本文:
今回はご存知の通り、首謀3クラブのUSA資本オーナーグループに、インフレ+コロナ禍でカネの使い途を考えていたJPモルガンがそそのかした。
そして人件費暴騰+コロナ禍で苦しんでいた南欧のクラブを、レアル・マドリードのペレス会長とユベントスのアニエリ会長がまとめて連合を結成した。

こんな図式だったと思われます。

ここでまず私が思った事は
①まだ大金を欲しがってるのか?
②どんだけどんぶり勘定で人件費を高騰させてるんだ
③ペレス会長が話した『持続的経済成長』って、どこに還元されてるのよ?

…という事です。

確かにフットボールという競技は、原始的な魅力に加えて、お国柄や民族性の反映されやすさが加わり非常に魅力的なエンターテイメントになりました。更にインターネットの加速的な拡大や航空機性能の進化、加えてEUやボスマンルールの存在で選手流動が進んだ事も、世界中の視聴者に身近な存在となった要因かと思います。

記録:
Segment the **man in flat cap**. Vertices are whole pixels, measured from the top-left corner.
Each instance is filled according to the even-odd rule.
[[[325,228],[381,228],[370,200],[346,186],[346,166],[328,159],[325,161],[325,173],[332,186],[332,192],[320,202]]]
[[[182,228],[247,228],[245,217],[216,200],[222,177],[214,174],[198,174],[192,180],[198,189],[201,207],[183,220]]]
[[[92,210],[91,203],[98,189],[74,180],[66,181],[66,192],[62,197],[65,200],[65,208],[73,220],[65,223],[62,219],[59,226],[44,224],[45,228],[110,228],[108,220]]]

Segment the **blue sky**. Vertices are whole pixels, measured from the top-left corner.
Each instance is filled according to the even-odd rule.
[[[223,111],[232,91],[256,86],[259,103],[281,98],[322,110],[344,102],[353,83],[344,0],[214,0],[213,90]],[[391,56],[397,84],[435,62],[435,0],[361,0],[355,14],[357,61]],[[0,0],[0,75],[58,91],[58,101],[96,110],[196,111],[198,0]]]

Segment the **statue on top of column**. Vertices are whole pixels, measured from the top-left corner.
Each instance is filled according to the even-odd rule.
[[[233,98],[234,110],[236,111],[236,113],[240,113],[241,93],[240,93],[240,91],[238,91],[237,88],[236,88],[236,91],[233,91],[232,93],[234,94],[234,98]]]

課題一覧:
(a) 次の各記述が本文の内容と合っているかどうかを「はい」か「いいえ」で答え、判断の根拠となる本文の語句をそのまま引用してください。(i) 首謀3クラブのオーナーグループをそそのかしたのはJPモルガンである。(ii) 南欧のクラブをまとめて連合を結成したのはバルセロナの会長である。(iii) 『持続的経済成長』について話したのはアニエリ会長である。
(b) 本文で、インターネットの拡大や航空機性能の進化と並んで、フットボールが世界中の視聴者に身近な存在となった要因として挙げられているもののうち、選手流動を進めたとされているものは何か。
(c) フットボールのクラブ連合を論じた本文の続きを、最後の文の後から書け。

解答一覧:
(a)
(i) はい。「首謀3クラブのUSA資本オーナーグループに、インフレ+コロナ禍でカネの使い途を考えていたJPモルガンがそそのかした」
(ii) いいえ。「レアル・マドリードのペレス会長とユベントスのアニエリ会長がまとめて連合を結成した」
(iii) いいえ。「ペレス会長が話した『持続的経済成長』」

(b) EUやボスマンルールの存在。

(c)
ただ、あまりにグローバルなビジネスとなってしまった結果、フットボールは『スタジアムで応援して観る』地元ファンのものから『スマホやパソコンで視る』世界中のサッカーファンのものになっていったのです。
故に、メガクラブ、特に今回の首謀12クラブはこれまでに未開の大陸だったアジアや北中米(かつてはアフリカや南米)から選手を獲得した経緯があるわけです。
しかもその選手には個人スポンサーがついてくる訳です。
アジア/北米ツアー、レプリカ/グッズ売上のための選手補充…

こうなってくると、札束攻勢で殴り合いに勝ったクラブが自ずと生き残りやすくなってしまうのは仕方ありません。
その中で、既にコロナ禍以前よりスタッフ/代理人の人件費高騰で破産寸前だったクラブが、コロナウイルスによる収入減で利息分も払えない苦境に立たされてしまった。
その結果スーパーリーグ構想という甘い蜜におびき寄せられた事実。
やはり問題は、コロナウイルスではないと思っています。

また、③で書いた『持続的経済成長』について。
これは、よりファンから遠いところにある目線だと思います。
クラブが経済成長を遂げて路線を拡大させる…これ誰のためにやってるんですかね?
スポーツクラブというのは地元に存続する事が重要であって、消滅しないようにする為に収入を得る、NPO法人に近い存在なのではと私は考えています。
セルティック、エヴァトン、マンチェスター・シティ、トッテナム・ホットスパー、サウサンプトンのように教会の活動から誕生したクラブ。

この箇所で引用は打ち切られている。